■ **Your goal**: Pull out each line below that contains the string "daisy", and copy those lines unchanged.

====

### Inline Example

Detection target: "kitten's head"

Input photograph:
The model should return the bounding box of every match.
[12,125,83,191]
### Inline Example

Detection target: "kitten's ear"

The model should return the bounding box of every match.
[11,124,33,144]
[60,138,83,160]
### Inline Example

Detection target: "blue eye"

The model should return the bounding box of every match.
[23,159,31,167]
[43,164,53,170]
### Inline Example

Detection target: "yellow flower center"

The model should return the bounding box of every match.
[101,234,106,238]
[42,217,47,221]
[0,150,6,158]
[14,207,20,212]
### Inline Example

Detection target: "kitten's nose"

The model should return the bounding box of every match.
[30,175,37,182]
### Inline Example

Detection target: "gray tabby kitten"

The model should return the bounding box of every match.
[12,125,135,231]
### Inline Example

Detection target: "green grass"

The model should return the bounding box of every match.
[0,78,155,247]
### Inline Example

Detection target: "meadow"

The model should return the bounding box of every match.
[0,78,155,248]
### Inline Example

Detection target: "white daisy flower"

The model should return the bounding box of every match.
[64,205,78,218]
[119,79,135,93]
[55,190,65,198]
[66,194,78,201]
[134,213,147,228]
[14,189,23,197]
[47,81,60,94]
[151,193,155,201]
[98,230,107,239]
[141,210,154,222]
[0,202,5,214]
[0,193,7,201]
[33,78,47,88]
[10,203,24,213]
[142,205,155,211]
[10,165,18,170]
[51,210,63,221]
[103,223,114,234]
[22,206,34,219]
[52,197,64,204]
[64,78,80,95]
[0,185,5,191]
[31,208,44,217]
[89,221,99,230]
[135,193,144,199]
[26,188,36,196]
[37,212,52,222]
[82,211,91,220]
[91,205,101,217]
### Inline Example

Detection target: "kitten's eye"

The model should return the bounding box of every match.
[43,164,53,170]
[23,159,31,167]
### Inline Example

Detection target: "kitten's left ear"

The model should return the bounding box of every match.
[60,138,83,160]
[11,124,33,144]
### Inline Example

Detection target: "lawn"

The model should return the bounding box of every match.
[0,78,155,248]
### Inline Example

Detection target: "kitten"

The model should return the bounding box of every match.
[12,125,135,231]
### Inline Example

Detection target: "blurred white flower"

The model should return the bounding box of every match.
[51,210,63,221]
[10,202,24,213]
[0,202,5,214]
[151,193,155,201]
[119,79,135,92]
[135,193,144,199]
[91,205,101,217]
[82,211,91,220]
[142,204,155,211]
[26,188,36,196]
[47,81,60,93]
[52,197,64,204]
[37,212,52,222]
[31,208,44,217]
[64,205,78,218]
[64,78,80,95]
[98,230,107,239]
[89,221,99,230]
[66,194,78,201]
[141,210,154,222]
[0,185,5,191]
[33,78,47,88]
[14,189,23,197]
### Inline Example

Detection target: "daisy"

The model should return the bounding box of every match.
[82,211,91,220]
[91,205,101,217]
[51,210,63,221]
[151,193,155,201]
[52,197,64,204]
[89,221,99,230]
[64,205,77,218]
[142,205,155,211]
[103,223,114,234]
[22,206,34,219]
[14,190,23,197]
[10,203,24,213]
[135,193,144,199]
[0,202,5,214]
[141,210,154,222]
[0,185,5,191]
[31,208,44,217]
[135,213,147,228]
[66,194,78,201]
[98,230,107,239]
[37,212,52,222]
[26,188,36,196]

====

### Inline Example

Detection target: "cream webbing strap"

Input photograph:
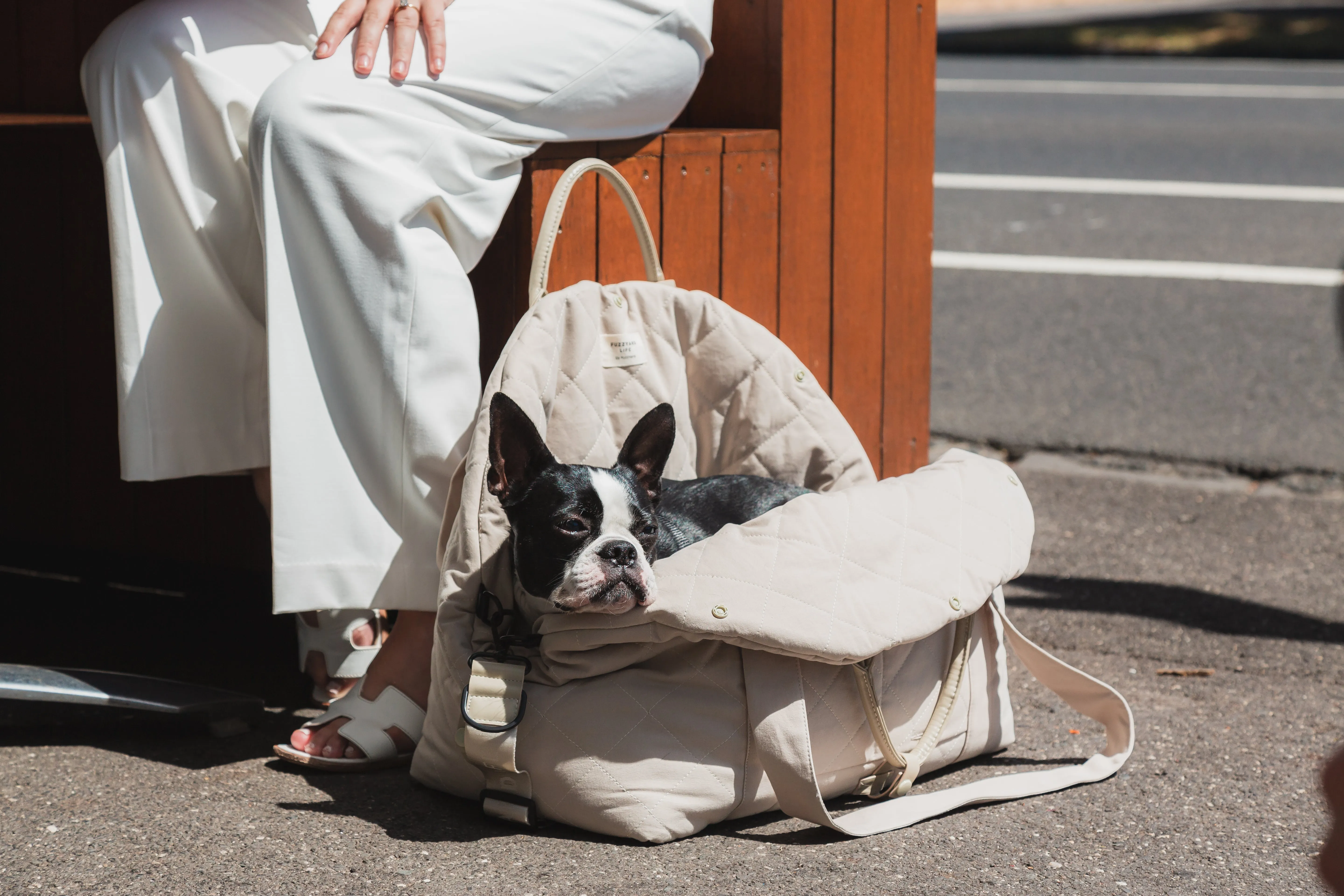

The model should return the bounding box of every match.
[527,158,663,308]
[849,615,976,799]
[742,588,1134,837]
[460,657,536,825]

====

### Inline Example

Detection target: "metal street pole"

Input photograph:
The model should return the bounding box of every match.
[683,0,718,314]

====

■ **Written response**:
Detection target: "white daisy flower"
Detection target: "daisy"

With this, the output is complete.